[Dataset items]
⟨

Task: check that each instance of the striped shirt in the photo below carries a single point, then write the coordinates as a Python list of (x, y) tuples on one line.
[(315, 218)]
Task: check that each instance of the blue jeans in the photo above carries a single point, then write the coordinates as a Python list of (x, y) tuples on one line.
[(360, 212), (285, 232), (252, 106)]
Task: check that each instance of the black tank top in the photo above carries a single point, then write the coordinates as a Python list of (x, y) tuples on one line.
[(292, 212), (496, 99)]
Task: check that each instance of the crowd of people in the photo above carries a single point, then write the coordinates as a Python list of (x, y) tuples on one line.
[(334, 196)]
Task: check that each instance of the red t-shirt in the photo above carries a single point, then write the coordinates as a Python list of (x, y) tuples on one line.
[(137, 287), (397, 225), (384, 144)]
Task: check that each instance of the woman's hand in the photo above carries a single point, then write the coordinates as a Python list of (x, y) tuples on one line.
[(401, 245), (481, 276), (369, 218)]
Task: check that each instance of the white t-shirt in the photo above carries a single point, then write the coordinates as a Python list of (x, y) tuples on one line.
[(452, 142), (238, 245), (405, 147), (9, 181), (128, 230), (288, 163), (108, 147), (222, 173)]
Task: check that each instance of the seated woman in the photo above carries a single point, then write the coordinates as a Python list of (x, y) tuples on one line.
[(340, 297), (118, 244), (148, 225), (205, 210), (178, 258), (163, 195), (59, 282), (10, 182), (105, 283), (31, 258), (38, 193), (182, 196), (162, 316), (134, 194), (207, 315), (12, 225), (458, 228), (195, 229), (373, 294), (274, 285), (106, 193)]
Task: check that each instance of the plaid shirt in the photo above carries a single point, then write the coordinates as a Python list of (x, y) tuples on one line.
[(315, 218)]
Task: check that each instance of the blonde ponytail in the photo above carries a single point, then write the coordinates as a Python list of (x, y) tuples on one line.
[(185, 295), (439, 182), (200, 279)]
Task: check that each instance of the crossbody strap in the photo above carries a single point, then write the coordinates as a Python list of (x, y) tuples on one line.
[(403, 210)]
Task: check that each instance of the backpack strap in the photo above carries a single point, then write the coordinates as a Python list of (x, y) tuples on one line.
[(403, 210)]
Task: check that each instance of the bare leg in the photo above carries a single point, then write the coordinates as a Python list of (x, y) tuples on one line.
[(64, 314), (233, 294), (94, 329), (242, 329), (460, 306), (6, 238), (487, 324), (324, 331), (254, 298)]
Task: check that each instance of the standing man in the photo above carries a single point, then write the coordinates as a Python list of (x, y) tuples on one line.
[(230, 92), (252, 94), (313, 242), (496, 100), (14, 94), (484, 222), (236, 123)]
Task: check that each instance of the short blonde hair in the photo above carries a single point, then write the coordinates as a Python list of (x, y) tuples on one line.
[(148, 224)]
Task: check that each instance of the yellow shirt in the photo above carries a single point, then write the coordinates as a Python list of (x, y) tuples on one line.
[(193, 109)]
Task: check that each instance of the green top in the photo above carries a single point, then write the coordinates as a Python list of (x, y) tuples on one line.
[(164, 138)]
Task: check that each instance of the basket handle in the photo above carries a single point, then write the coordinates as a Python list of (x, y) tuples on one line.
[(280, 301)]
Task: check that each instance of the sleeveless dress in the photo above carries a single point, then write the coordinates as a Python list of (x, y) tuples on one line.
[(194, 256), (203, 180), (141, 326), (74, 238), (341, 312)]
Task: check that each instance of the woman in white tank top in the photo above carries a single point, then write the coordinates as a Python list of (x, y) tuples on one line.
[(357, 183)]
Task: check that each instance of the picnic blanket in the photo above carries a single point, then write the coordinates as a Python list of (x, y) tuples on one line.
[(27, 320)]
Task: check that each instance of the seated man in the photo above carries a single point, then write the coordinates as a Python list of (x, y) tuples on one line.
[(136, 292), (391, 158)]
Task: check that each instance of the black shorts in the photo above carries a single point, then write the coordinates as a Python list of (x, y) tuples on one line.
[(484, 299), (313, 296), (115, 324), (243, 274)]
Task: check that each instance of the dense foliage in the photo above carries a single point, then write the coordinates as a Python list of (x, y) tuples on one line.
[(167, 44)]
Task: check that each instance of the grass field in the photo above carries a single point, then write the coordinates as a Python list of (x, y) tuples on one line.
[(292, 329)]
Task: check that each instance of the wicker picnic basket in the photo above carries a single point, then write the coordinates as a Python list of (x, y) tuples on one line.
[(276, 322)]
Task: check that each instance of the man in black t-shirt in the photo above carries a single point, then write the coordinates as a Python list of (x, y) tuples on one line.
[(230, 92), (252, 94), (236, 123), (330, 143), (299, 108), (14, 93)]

⟩

TASK PROMPT » Keep every word intact and transcribe the records in full.

ANSWER SPACE »
Task: check that each instance of the striped shirt in the photo below carries a single point, then write the coordinates as a Python list of (x, y) tuples on one line.
[(315, 218)]
Task: check that each instance of the blue jeans in the photo above carries a single point, then write the coordinates as a Python list of (x, y) tuples on one line.
[(360, 212), (285, 232), (252, 106)]
Task: check that each instance of the black tank top in the photo above carries a single point, then write the coordinates as a Python list of (x, y) tuples on one line.
[(292, 212), (496, 99)]
Task: check that each instance of the crowd of people in the photo above carries a single point, then write the coordinates as a Python list of (x, y) tuples on one line.
[(334, 196)]
Task: check that each instance of the red t-shirt in the photo above carries a single point, then write the coordinates as a Python list of (x, y) tuples on one line.
[(137, 287), (397, 225), (384, 144)]
Task: check that each instance of the woman's hand in the photo above carries a single point, then write the coordinates as a Python list of (x, y) tuples on one line.
[(401, 245), (481, 276), (369, 218)]
Task: check that each instance of the white t-shirt in the photo above carries a single point, then write the coordinates as a Python list of (x, y) tuples on one line.
[(452, 142), (238, 245), (405, 147), (9, 181), (128, 230), (288, 163), (108, 147), (222, 173)]
Task: check that each instance of the seated woman in the photo above carries a single point, then write the coordinates as a Python list of (x, y) tuples on one line.
[(340, 297), (118, 244), (148, 225), (205, 210), (178, 258), (163, 195), (59, 282), (10, 182), (105, 283), (31, 258), (38, 193), (182, 196), (162, 316), (134, 194), (207, 315), (12, 225), (458, 228), (195, 229), (373, 294), (274, 285), (106, 193)]
Task: check that each instance of the plaid shirt in the photo above carries a single point, then write the coordinates as a Python list of (x, y) tuples on one line.
[(315, 218)]
Task: check that each instance of the blonde ponytail in the photo above carries a single point, then write the coordinates as a Python list of (x, y) tuples on one line.
[(185, 295), (439, 182), (200, 279)]
Task: check that each instance of the crossbody strap in the photo above carries a single point, then write the coordinates as a Python list of (x, y) tuples on one line.
[(403, 210)]
Task: check that each instance of the backpack strap in the photo above carries a single point, then write the coordinates as a Python list of (x, y) tuples on one line.
[(403, 210)]
Task: check that each instance of the bare leg in the photo above carries a single point, then write the coordinates as a Python list of (x, y) tuples on one line.
[(64, 314), (233, 294), (94, 329), (242, 329), (460, 306), (6, 238), (487, 324), (324, 331), (254, 298)]
Task: check that each instance of the standing man in the photo above carries a single point, then write the coordinates as a Python list of (x, y) tuples on one line.
[(230, 92), (252, 94), (313, 242), (496, 100), (14, 94), (484, 222), (236, 123)]
Task: check that each instance of the short blonde hair in the photo above carries a single point, then write the coordinates as a Python list of (x, y) tuples on one line.
[(148, 224)]
Task: check that each instance of the yellow shirt in the photo above carries a single point, then write the coordinates as a Python list of (x, y) tuples on one line.
[(193, 109)]
Task: check that each instance of the green top in the photo above carries a single point, then write the coordinates as a Python list of (x, y) tuples on one line.
[(164, 138)]
Task: check that each instance of the basket handle in the photo above carries a single point, then write the coordinates as a Python list of (x, y) tuples on one line.
[(280, 301)]
Task: check that each instance of the sleeveless dress in the photo above carries a single point, then write the coordinates as a Python list of (x, y) tuples on one line.
[(194, 256), (203, 180), (141, 326), (74, 238), (341, 312)]
Task: check that each instance of the woman in white tank top in the photo above carries a single point, then write the coordinates as a Python list of (x, y) tuples on one line.
[(357, 183)]
Task: check that each instance of the picnic blanket in the photo above carries a single point, then write the coordinates as a Python list of (x, y) tuples on one line.
[(27, 320)]
Task: check that each instance of the seated man in the photo above carries a single point, then write the coordinates as a Python list of (x, y) tuples on one line.
[(136, 292), (391, 158)]
Task: check that each instance of the black shorts in the photo above carries a single point, then write the coordinates as a Python list of (x, y) tuples on one line.
[(484, 299), (313, 296), (115, 324), (243, 274)]
Task: check that each instance of the dense foliage in the photo above carries a single point, then write the coordinates as a Python list of (x, y) tuples on one line.
[(167, 44)]
Task: check that each instance of the grass field in the photo above carries a single point, then write the coordinates as a Python list of (x, y) tuples on one line.
[(292, 329)]
Task: check that each instance of the wicker picnic basket in the photo above carries a single point, then write the coordinates as a Python list of (x, y) tuples on one line.
[(276, 322)]
Task: check that each instance of the man in black t-shirt in the photo above carries a single point, then write the coordinates as a Python list of (x, y) tuples on one line.
[(230, 92), (252, 94), (236, 123), (330, 143), (299, 108), (14, 93)]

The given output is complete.